Coordinate rows with annotations
____________
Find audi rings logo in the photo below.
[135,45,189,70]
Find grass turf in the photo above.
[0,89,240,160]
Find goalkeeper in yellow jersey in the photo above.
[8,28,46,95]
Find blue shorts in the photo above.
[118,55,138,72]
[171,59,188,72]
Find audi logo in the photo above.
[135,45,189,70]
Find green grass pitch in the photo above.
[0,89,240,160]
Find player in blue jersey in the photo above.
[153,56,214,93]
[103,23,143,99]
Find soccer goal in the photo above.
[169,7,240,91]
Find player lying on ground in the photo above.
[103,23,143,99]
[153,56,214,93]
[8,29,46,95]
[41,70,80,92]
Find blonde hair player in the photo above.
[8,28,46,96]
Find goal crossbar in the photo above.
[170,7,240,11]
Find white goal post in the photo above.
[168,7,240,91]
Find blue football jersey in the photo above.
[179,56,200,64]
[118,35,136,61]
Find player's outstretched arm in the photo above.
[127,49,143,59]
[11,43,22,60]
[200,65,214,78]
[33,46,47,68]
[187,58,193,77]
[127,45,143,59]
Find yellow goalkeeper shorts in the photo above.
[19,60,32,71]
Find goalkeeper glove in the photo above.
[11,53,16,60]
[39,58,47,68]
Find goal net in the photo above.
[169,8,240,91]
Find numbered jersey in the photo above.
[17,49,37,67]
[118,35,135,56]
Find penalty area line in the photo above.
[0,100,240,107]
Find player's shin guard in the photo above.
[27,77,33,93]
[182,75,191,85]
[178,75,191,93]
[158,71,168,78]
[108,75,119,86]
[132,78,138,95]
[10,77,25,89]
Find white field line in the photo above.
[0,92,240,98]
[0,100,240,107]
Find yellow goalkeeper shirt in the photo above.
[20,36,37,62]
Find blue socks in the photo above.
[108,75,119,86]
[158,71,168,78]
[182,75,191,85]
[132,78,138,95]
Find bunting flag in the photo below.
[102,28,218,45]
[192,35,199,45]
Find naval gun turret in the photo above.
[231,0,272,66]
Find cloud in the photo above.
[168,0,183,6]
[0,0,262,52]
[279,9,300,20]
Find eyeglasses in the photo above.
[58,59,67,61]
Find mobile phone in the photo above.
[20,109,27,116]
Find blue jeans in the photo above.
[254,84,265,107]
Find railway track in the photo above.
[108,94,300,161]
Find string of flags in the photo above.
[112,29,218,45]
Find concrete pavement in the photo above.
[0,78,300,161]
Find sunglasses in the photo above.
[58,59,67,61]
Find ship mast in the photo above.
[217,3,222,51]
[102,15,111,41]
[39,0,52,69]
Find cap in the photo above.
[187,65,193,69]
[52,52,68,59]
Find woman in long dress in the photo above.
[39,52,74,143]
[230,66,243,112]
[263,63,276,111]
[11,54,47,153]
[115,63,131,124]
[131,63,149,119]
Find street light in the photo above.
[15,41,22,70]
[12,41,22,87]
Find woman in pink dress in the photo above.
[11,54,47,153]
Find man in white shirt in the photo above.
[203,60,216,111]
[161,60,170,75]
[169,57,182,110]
____________
Short problem: Please retype everything from the first of the rows above down to the line containing "[169,7,240,91]", keeping every line identical.

Completed exercise:
Find audi rings logo in the photo below.
[135,45,189,70]
Find grass turf in the photo above.
[0,89,240,160]
Find goalkeeper in yellow jersey in the photo above.
[8,28,46,95]
Find blue shorts in the photo above.
[118,55,138,72]
[171,59,188,72]
Find audi logo in the photo above.
[135,45,189,70]
Find green grass pitch in the photo above.
[0,89,240,160]
Find player in blue jersey in the photo above.
[153,56,214,93]
[103,23,143,99]
Find soccer goal in the photo above.
[169,7,240,91]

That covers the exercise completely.